--- What the task requires ---
Write out all the data again, exactly as shown.

--- Supplied material ---
▼▼▼

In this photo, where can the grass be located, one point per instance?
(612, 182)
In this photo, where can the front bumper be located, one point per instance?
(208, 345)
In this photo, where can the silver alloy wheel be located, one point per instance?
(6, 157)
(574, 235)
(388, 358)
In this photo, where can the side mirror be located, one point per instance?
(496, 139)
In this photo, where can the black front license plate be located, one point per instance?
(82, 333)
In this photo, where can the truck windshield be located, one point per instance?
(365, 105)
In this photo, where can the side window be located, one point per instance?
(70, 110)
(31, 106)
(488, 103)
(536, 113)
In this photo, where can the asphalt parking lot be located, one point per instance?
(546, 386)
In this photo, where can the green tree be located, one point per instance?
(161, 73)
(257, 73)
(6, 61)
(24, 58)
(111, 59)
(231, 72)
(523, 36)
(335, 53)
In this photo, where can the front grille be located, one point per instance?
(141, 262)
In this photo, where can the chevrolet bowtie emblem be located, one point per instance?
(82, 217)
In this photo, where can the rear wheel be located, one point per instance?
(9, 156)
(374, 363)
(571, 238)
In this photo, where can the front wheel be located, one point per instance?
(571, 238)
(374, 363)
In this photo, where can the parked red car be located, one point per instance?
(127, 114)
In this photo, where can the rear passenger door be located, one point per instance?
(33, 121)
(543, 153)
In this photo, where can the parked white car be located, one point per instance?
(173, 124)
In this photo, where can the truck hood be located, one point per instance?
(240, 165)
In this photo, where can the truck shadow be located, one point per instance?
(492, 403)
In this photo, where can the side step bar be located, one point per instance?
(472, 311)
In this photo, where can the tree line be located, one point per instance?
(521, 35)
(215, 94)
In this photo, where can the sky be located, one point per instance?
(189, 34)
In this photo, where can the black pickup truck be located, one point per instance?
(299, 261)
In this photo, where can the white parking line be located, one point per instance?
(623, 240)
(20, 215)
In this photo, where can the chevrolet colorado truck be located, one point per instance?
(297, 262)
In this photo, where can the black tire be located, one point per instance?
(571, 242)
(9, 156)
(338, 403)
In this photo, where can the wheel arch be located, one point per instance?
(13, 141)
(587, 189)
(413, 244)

▲▲▲

--- Reply to the exercise ---
In this photo, where can the grass be located, one point per instance?
(612, 182)
In this photo, where can the front bumper be located, one point per instance?
(208, 345)
In this photo, where can the silver alloy wheel be located, one point per instance?
(6, 157)
(574, 235)
(388, 358)
In this photo, where can the side mirror be located, one point per instance?
(496, 139)
In this photo, where can the black front license plate be located, one point per instance?
(82, 333)
In this photo, where can the truck windshield be located, one point per instance?
(365, 105)
In this photo, where can the side window be located, one point per instance?
(70, 110)
(31, 106)
(488, 103)
(536, 113)
In this photo, where can the asphalt parking lot be located, one point per instance?
(546, 386)
In this photo, where can the green tree be located, one point per instance?
(161, 73)
(257, 73)
(6, 61)
(24, 58)
(111, 59)
(231, 72)
(523, 36)
(335, 53)
In this photo, where can the front grille be located, one point per instance?
(141, 262)
In this photo, where can the chevrolet bowtie emblem be located, one point per instance?
(82, 217)
In this photo, where can the rear wheel be located, one point per instance?
(9, 156)
(374, 363)
(571, 238)
In this photo, where can the front wheel be located, one point per instance?
(571, 238)
(374, 363)
In this photo, where can the parked red car be located, one point per instance?
(127, 114)
In this photo, where can the rear passenger door be located, one point per instance?
(33, 121)
(543, 153)
In this photo, where can the parked white car be located, one point per instance?
(173, 124)
In this photo, where can the truck hood be located, one point per instance?
(240, 165)
In this photo, where can the truck shadow be located, one point per instance?
(492, 403)
In this photo, where can the side step bar be located, one point per instance?
(472, 311)
In this photo, where can the tree line be located, one point per instance?
(521, 35)
(215, 94)
In this photo, where can the sky be located, one point per instance?
(189, 34)
In this photo, where can the black pickup truck be located, one point per instance?
(299, 261)
In this photo, where can the white parking line be located, one point per instance?
(623, 240)
(20, 215)
In this photo, where can the chevrolet colorado truck be located, one point per instance?
(297, 262)
In this photo, where can the black tire be located, one point per instance?
(571, 242)
(9, 156)
(338, 403)
In this photo, where can the wheel arch be located, one point per instance?
(13, 141)
(587, 189)
(413, 244)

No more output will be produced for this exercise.